→ TASK BRIEF
Gather every line in the data below that contains the string "segment". The match is case-sensitive.

══ INPUT RECORDS ══

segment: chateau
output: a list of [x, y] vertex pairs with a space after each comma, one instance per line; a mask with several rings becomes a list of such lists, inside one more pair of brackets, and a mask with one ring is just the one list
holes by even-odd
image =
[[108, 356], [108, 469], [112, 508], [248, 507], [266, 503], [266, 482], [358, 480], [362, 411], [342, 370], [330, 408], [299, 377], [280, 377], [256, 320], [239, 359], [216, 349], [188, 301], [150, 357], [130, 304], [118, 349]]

═══
══ INPUT RECORDS ══

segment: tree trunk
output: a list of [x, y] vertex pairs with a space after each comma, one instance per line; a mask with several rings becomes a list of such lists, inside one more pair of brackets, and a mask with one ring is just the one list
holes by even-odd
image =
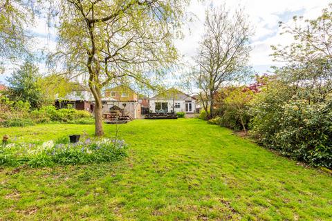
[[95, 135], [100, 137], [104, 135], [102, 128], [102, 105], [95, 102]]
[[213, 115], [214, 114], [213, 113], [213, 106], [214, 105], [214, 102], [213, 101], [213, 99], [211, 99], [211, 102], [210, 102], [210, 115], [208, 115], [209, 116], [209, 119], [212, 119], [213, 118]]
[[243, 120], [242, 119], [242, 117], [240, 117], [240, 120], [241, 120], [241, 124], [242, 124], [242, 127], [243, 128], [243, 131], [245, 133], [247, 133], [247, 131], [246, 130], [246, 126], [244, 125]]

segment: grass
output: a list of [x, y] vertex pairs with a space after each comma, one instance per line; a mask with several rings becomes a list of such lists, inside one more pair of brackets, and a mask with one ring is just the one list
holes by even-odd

═══
══ INPUT RECORDS ══

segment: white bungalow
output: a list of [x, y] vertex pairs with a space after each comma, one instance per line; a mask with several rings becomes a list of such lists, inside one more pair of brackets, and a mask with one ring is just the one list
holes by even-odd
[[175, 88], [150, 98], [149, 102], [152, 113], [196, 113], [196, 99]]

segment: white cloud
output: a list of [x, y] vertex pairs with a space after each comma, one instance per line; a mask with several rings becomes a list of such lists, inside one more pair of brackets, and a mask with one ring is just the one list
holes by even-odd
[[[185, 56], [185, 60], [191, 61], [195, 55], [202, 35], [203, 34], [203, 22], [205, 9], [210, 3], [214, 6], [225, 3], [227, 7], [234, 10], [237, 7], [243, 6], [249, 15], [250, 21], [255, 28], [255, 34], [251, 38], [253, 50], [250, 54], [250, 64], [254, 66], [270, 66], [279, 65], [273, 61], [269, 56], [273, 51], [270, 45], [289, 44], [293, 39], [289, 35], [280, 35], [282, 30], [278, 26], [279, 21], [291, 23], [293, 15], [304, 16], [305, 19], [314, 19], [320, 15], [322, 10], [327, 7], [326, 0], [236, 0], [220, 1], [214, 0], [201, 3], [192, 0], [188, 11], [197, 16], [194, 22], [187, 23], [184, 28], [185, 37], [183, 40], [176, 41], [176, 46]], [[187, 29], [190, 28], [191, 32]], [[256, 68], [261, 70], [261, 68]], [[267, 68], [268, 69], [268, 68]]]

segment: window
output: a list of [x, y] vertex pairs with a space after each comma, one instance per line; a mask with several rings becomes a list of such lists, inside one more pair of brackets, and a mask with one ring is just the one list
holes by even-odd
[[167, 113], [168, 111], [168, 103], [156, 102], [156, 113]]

═══

→ EXERCISE RESULT
segment: chateau
segment: tree trunk
segment: grass
segment: white bungalow
segment: white cloud
segment: window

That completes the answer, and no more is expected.